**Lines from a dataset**
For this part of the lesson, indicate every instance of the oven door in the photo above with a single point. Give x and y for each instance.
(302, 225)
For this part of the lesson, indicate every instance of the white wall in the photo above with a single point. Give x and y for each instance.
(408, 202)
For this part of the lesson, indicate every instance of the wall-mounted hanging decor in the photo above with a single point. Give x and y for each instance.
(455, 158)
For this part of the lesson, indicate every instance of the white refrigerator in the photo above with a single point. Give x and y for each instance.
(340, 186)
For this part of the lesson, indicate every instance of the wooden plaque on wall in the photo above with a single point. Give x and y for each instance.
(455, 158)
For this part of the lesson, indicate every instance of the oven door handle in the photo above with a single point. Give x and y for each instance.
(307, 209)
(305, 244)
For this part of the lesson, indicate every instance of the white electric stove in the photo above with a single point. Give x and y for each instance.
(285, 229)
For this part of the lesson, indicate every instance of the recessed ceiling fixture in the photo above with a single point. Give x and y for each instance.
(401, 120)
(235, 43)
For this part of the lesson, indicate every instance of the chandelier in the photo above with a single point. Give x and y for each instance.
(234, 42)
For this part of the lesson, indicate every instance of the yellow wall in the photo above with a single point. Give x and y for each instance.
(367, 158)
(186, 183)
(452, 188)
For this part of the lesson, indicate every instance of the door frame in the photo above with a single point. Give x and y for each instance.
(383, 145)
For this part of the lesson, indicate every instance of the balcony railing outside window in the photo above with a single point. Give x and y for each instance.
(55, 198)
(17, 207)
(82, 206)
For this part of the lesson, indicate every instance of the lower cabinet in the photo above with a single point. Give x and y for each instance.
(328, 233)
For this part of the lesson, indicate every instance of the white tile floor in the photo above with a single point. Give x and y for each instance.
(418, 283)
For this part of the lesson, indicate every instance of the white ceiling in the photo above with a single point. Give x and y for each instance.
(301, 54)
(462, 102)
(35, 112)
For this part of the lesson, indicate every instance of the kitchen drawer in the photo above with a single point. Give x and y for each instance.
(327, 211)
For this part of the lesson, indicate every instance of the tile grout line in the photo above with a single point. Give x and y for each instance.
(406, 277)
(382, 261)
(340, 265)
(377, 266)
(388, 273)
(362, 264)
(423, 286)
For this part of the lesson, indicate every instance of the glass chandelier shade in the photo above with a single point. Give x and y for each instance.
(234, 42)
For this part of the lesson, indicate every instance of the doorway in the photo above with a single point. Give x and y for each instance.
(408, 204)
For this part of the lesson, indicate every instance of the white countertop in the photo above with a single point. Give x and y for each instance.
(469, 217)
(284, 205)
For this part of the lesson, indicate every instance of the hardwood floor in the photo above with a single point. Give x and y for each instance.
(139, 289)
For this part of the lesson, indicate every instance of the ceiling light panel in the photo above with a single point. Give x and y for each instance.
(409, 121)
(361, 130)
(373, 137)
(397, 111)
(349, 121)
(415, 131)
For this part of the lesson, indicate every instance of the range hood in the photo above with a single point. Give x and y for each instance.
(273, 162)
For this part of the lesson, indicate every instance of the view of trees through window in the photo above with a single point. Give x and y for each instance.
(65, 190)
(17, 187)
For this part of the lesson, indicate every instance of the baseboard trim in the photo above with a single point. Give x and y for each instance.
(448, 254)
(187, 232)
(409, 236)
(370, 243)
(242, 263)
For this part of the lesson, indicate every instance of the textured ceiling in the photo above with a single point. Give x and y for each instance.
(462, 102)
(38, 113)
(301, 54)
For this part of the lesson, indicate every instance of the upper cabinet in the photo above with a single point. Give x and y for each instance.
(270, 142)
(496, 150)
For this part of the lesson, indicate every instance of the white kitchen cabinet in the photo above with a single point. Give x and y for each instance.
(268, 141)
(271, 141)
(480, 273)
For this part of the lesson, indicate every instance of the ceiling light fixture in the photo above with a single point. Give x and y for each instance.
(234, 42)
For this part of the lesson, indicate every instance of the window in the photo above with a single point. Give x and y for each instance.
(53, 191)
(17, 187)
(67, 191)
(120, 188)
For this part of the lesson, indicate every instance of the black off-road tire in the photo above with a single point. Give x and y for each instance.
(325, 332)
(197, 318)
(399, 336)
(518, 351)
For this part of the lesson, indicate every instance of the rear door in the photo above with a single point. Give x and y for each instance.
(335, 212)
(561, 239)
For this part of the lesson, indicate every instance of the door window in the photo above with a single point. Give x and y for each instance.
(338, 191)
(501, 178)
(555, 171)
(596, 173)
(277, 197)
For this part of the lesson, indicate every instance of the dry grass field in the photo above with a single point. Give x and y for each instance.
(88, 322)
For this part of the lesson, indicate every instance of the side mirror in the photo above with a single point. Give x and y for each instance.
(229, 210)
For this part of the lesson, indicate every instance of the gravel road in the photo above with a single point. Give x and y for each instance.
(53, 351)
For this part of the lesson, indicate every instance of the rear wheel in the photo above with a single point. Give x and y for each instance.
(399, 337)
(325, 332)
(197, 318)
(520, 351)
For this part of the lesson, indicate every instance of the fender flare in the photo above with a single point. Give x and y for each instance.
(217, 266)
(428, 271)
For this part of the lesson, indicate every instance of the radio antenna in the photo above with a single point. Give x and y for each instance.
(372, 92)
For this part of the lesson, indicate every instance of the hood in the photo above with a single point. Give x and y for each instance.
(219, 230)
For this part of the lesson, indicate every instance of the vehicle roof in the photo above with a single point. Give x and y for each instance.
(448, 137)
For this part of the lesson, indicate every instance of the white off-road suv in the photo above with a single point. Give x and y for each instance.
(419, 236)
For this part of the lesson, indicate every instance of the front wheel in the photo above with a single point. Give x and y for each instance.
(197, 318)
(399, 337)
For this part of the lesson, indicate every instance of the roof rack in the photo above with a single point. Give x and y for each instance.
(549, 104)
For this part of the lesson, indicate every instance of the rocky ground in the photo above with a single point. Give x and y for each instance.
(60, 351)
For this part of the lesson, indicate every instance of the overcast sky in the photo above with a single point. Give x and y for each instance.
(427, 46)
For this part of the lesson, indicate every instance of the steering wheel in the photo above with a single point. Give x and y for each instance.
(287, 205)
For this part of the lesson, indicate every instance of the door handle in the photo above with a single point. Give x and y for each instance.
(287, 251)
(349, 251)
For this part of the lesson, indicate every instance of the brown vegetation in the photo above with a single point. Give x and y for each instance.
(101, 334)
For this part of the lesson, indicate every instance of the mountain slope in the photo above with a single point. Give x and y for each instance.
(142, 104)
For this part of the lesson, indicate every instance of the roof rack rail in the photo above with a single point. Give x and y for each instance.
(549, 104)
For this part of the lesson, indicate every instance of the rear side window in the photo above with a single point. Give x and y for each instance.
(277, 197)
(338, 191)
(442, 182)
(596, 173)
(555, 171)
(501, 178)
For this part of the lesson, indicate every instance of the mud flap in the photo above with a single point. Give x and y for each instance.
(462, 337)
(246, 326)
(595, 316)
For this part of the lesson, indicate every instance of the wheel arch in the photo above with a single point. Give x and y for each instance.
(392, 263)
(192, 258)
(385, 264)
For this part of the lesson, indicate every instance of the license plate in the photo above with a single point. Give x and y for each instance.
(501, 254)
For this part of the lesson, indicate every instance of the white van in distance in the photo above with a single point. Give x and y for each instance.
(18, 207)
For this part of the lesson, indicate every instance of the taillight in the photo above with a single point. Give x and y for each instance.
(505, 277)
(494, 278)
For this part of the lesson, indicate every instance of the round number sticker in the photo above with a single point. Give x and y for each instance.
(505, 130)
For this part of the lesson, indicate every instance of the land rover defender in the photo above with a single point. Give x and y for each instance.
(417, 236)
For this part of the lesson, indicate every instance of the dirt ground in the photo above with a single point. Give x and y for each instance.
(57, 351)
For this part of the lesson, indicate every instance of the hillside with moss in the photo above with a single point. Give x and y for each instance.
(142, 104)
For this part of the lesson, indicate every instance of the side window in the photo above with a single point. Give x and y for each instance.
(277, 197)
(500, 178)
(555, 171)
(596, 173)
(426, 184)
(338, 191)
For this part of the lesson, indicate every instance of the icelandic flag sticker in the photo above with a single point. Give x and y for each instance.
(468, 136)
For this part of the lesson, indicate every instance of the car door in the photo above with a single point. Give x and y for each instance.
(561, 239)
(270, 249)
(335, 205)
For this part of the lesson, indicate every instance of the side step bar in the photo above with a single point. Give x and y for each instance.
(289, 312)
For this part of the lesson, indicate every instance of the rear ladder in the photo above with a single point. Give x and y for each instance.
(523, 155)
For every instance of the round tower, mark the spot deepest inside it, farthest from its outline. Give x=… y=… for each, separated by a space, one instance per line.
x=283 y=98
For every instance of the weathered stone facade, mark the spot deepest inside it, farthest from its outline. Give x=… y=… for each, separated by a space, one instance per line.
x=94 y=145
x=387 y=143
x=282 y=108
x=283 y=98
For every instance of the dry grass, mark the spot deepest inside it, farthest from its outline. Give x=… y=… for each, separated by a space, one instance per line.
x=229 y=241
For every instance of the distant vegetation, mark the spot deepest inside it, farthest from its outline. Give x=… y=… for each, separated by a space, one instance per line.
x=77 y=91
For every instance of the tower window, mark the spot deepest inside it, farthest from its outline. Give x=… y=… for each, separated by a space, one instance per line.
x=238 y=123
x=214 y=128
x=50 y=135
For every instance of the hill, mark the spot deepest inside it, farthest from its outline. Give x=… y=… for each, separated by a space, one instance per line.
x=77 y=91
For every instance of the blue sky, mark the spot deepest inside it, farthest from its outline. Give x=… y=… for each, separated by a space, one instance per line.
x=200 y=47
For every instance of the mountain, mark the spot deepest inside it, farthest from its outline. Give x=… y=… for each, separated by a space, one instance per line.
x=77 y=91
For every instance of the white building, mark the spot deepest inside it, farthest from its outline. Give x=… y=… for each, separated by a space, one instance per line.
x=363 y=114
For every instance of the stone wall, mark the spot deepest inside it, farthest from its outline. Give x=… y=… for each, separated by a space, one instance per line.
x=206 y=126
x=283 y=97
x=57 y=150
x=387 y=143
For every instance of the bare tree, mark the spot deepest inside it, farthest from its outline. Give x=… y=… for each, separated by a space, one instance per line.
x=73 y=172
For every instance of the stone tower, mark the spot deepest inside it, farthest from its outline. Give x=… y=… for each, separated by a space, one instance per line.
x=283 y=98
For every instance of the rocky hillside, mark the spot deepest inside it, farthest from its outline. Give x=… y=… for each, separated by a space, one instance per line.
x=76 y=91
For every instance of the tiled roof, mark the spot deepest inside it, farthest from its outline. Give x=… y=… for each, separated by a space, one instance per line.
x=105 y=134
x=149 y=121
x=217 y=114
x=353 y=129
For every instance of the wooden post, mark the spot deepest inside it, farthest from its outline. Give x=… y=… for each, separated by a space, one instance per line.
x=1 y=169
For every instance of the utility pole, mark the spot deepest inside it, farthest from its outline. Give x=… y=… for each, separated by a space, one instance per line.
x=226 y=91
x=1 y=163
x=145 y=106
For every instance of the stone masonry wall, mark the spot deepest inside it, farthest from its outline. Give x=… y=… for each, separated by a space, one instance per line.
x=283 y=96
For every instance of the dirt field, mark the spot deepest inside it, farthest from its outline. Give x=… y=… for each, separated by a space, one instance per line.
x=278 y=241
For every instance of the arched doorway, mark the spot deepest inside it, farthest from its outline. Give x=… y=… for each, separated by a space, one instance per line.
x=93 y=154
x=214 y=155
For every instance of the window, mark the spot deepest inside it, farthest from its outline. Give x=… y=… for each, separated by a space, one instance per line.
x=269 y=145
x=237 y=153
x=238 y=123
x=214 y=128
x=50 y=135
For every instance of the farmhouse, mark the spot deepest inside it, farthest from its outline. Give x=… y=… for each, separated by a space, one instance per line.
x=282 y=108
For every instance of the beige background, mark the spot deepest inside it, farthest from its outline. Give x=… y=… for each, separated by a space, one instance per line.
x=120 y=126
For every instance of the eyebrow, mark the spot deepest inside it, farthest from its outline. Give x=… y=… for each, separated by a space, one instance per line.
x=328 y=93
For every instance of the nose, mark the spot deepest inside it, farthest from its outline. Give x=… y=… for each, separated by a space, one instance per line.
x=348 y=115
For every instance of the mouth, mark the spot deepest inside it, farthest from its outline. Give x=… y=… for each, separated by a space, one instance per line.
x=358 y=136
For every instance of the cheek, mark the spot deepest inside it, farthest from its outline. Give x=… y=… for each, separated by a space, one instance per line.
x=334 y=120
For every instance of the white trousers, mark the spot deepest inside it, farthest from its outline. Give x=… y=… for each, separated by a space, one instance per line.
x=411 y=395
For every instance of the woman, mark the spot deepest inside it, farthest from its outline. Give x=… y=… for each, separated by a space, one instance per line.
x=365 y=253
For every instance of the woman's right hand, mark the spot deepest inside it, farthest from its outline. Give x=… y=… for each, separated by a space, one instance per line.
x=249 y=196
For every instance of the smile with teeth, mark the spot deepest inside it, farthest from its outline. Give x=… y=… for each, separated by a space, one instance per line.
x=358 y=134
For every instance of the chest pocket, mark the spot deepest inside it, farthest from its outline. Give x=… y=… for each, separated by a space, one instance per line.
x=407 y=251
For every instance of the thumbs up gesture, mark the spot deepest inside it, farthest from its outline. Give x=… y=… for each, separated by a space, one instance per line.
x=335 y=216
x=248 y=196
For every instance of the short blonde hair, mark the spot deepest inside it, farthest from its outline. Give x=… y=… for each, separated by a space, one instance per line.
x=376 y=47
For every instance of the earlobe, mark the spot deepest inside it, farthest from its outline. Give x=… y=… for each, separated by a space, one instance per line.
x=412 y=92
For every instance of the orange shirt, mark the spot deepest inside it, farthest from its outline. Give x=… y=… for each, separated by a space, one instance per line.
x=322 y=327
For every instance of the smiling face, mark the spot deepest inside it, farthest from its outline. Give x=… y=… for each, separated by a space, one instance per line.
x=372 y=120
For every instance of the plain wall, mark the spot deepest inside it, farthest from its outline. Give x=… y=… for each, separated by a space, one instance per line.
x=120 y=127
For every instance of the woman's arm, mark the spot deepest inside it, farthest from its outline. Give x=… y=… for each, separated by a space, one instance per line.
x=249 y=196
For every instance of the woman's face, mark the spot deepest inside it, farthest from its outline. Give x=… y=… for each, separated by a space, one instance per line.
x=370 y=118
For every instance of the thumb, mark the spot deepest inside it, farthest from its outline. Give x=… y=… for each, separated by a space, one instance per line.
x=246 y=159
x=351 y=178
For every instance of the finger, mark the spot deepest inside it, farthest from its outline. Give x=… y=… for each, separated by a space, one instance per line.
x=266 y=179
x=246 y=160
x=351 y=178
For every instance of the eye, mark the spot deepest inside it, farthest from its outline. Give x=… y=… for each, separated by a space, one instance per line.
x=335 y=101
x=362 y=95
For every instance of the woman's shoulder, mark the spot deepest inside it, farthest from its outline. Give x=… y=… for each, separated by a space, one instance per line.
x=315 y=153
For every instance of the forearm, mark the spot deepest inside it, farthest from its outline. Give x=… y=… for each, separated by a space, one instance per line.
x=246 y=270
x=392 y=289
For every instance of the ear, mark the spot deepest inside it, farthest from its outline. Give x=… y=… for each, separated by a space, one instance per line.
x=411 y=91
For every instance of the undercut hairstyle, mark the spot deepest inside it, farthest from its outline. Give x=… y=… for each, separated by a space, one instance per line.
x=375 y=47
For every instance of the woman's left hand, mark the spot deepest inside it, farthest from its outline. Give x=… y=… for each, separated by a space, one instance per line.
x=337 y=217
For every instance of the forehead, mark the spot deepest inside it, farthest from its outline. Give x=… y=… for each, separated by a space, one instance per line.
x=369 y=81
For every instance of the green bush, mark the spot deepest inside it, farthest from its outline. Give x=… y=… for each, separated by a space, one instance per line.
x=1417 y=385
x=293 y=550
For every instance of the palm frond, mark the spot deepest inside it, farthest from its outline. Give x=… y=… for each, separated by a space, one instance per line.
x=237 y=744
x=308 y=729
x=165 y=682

**Required task**
Copy out the lines above without any change, starting at the line that has "For every instance of the nose, mark" and ending after the line that has "x=348 y=115".

**Expected answer**
For every instance of the nose, mark the spot deepest inside it, farthest from its outline. Give x=… y=… for each, separated by a space, one instance per line.
x=348 y=115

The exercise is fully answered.